:: EXERCISE TASK ::
Copy the listing below word for word, with every line and coordinate pair unchanged.

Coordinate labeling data

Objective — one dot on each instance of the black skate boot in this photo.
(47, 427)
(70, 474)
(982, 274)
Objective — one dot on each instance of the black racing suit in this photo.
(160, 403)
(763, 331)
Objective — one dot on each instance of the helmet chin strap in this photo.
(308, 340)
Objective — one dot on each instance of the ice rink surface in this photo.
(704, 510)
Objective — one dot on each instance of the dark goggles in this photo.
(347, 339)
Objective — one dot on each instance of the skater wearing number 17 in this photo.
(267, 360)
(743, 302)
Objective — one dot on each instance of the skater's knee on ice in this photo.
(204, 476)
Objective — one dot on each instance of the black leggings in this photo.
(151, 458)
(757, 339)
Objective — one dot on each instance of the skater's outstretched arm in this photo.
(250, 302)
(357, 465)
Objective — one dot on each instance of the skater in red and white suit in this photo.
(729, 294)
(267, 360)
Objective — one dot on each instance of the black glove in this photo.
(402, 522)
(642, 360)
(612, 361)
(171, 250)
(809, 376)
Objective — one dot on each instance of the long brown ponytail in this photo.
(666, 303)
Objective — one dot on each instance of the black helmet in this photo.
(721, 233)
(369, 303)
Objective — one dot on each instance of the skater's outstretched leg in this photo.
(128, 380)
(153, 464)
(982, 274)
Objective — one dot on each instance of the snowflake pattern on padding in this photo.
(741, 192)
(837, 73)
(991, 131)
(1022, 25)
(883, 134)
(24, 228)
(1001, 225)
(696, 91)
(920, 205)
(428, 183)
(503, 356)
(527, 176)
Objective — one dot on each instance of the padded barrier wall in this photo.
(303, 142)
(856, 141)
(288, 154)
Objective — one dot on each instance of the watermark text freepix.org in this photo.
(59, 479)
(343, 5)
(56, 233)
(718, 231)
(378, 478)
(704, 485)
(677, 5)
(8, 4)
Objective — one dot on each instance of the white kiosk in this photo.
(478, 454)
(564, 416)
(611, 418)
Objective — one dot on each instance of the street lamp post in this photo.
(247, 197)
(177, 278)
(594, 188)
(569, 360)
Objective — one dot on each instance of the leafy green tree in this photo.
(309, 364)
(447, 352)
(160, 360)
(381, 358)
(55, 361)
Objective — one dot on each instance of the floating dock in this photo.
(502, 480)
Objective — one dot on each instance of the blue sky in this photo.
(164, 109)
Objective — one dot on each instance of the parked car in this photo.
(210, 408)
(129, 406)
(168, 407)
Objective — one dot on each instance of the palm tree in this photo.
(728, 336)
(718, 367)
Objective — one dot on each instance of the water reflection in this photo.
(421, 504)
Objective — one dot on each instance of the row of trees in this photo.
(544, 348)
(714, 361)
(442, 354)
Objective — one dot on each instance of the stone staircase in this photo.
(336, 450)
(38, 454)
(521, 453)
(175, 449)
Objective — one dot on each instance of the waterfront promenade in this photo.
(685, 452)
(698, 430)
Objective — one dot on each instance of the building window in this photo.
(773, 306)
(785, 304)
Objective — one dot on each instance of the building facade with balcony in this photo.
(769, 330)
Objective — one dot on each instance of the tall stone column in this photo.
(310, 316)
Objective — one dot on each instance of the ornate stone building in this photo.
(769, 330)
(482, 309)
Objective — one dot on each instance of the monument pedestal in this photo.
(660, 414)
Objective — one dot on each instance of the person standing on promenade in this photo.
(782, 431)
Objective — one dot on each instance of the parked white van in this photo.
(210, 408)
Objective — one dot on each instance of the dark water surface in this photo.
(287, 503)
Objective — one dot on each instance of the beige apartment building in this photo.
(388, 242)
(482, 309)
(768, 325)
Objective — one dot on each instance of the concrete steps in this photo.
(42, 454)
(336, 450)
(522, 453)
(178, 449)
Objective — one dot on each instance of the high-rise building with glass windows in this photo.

:: REPLY ::
Objective — one dot on each instance of the black skate boot in this photo.
(47, 427)
(70, 474)
(982, 274)
Objective — one dot on each instance of the black racing suit in this photo.
(160, 403)
(763, 331)
Objective — one dot on each instance of the helmet chin strap in this photo.
(308, 340)
Objective — one dot on each instance of the ice rink surface in this photo.
(704, 510)
Objective — one dot on each instance of the dark goggles in this photo.
(347, 339)
Objective — one dot on each instance of the skater wearing number 17 in this photo.
(267, 360)
(743, 302)
Objective — one dot on each instance of the skater's knee on ice in this photo.
(204, 476)
Objective — one dot on each instance of the black leggings in this photo.
(151, 458)
(757, 339)
Objective — one dot on each instance of the skater's outstretched arm in this photo.
(250, 302)
(357, 465)
Objective — one dot on each instance of the skater in red and white suit in this photo.
(729, 294)
(267, 360)
Objective — one dot on each instance of the black glove in this photo.
(402, 522)
(642, 360)
(612, 361)
(171, 250)
(809, 376)
Objective — one dot on each instance of the long brown ponytail in this photo.
(666, 303)
Objective — one dot on each instance of the black helmet in this photo.
(721, 233)
(369, 303)
Objective — one dot on each instance of the skater's outstretched leg in this photo.
(128, 380)
(153, 464)
(982, 274)
Objective — one dot on each instance of the snowflake pattern on padding in this photo.
(741, 192)
(837, 73)
(991, 131)
(1022, 25)
(883, 134)
(24, 228)
(1001, 225)
(696, 91)
(920, 205)
(428, 183)
(503, 356)
(527, 176)
Objective — one dot on each instance of the padded barrier wall in this photo.
(303, 142)
(856, 141)
(288, 154)
Objective — one dot on each instance of the watermark text freepix.org in this photo.
(59, 479)
(343, 5)
(56, 233)
(718, 231)
(378, 478)
(704, 485)
(677, 5)
(8, 4)
Objective — one dot on each instance of the white kiosk in this photo.
(478, 454)
(564, 416)
(611, 418)
Objective — one dot on each instance of the street lamp post in this photo.
(247, 197)
(177, 278)
(594, 188)
(569, 360)
Objective — one dot on each instance of the leafy green tree in this photo.
(309, 364)
(447, 352)
(160, 360)
(381, 358)
(55, 361)
Objective — one dot on each instance of the floating dock in this photo.
(502, 480)
Objective — one dot on each instance of the blue sky in this photo.
(164, 109)
Objective — one dot on each instance of the parked car in this photo.
(210, 408)
(129, 406)
(168, 407)
Objective — one dot on each instance of the palm tree in this photo.
(728, 336)
(718, 367)
Objective — one dot on each instance of the water reflection in this photo.
(421, 504)
Objective — one dot on each instance of the row of trees in this photo.
(544, 348)
(714, 361)
(442, 354)
Objective — one dot on each instance of the stone staircase in this photo.
(336, 450)
(38, 454)
(521, 453)
(175, 449)
Objective — one dot on each instance of the waterfront promenade in this photo.
(685, 452)
(698, 430)
Objective — one dot on each instance of the building window in this photo.
(773, 306)
(785, 304)
Objective — one dot on each instance of the building facade with balcony in this photo.
(769, 330)
Objective — one dot on each instance of the tall stone column in this photo.
(310, 316)
Objective — one dot on each instance of the ornate stone building in this photo.
(769, 330)
(482, 309)
Objective — one dot on each instance of the monument pedestal in this photo.
(660, 414)
Objective — one dot on each instance of the person standing on promenade in this photo.
(782, 431)
Objective — one dot on each instance of the parked white van in this photo.
(210, 408)
Objective — one dot on each instance of the dark water surface in this photo.
(287, 503)
Objective — one dot on each instance of the beige apartment building in this photo.
(388, 242)
(482, 309)
(768, 325)
Objective — one dot on each instance of the concrete steps in this photo.
(42, 454)
(336, 450)
(522, 453)
(178, 449)
Objective — one dot on each instance of the high-rise building with glass windows in this photo.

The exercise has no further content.